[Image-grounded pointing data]
+ + + +

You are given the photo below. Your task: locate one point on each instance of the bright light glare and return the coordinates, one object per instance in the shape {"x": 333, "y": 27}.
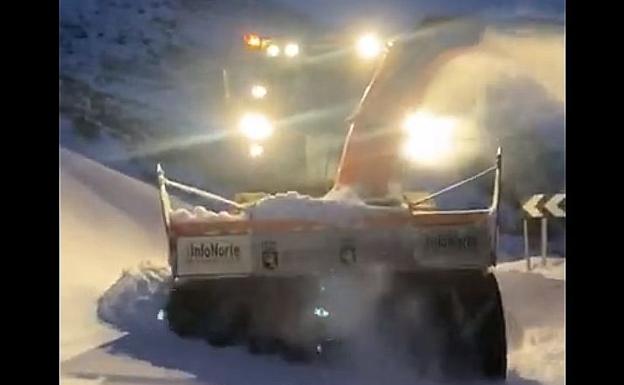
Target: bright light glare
{"x": 321, "y": 312}
{"x": 369, "y": 46}
{"x": 253, "y": 40}
{"x": 255, "y": 150}
{"x": 430, "y": 137}
{"x": 255, "y": 126}
{"x": 291, "y": 50}
{"x": 273, "y": 50}
{"x": 258, "y": 91}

+ + + +

→ **EXERCISE**: Please return all of the entries word for word, excluding the pictures.

→ **EXPECTED ANSWER**:
You are given the photo below. Your task: locate one point on each instance of the bright light glare and return the coordinates, one object per instance in the shape {"x": 333, "y": 27}.
Target: bright light glare
{"x": 321, "y": 312}
{"x": 369, "y": 46}
{"x": 253, "y": 40}
{"x": 255, "y": 150}
{"x": 430, "y": 137}
{"x": 255, "y": 126}
{"x": 291, "y": 50}
{"x": 273, "y": 50}
{"x": 258, "y": 91}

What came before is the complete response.